- **Exercise objective**: Report only the number of lines in the entries below that contain the string "Target".

- **Records supplied**:

--------------------

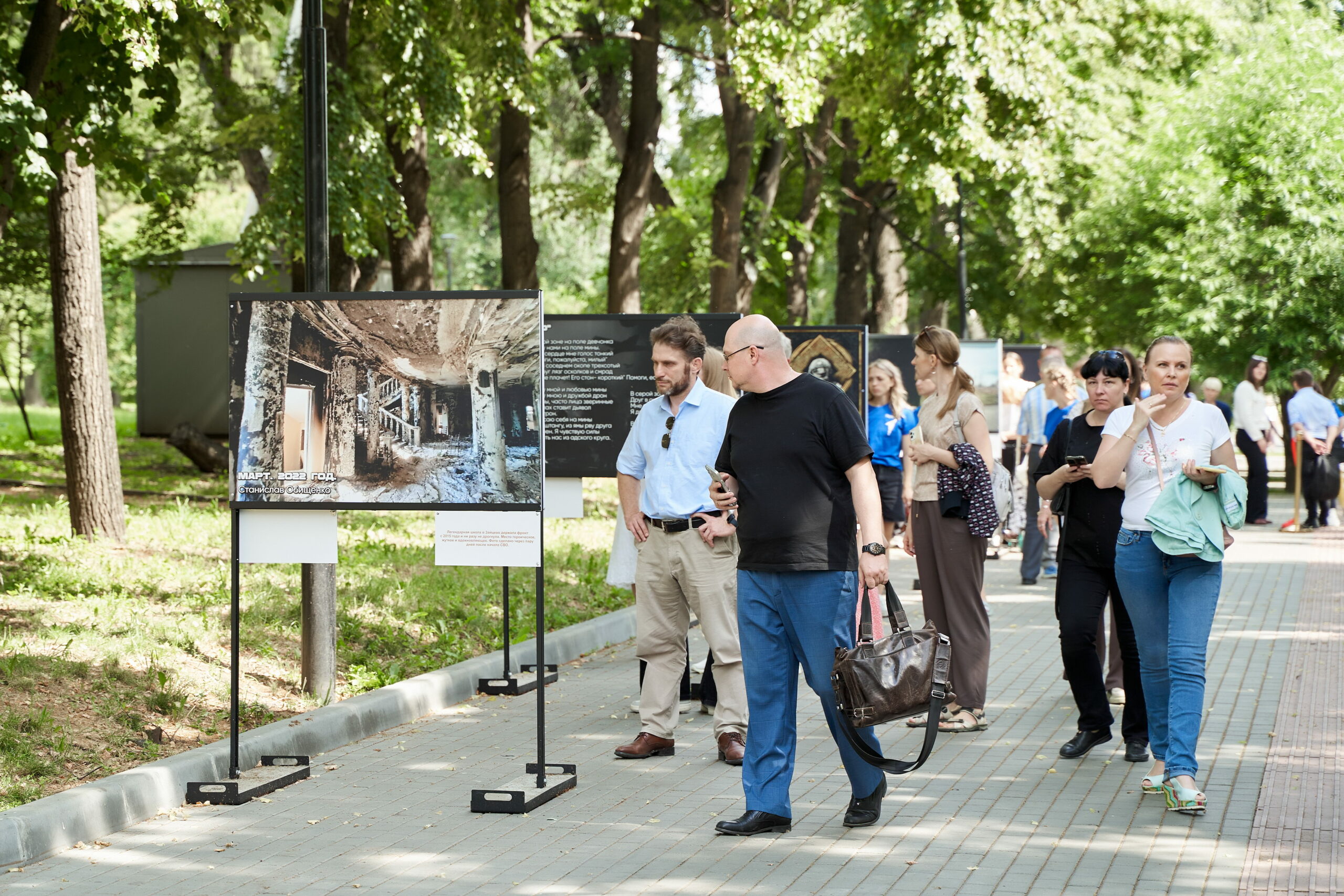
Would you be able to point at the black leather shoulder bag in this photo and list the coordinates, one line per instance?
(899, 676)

--------------------

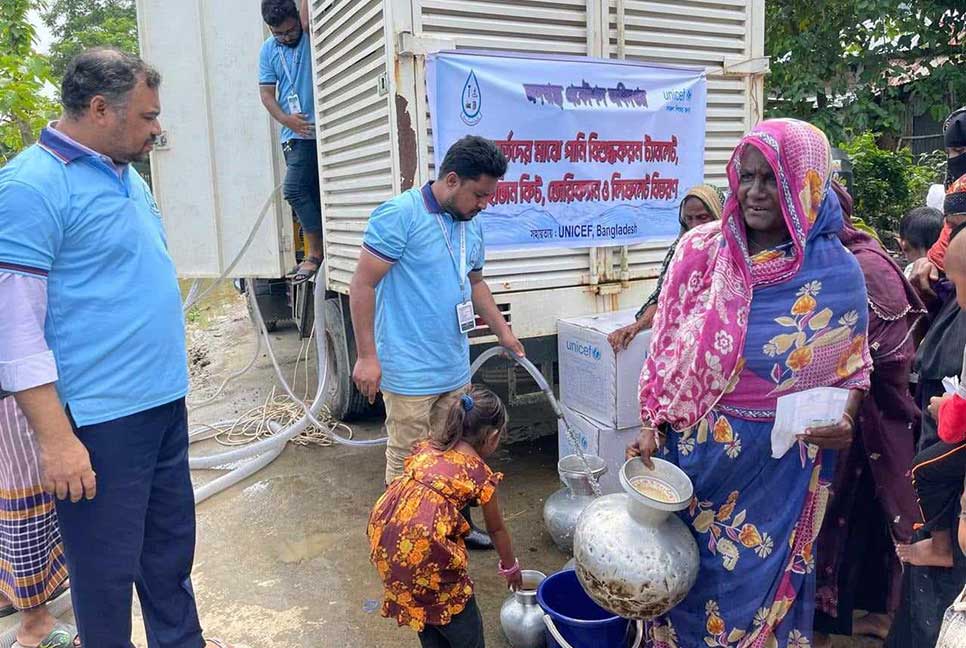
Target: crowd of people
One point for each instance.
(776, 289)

--------------------

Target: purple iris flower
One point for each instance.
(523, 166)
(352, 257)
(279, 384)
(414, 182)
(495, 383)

--------------------

- **Worked solution**: 2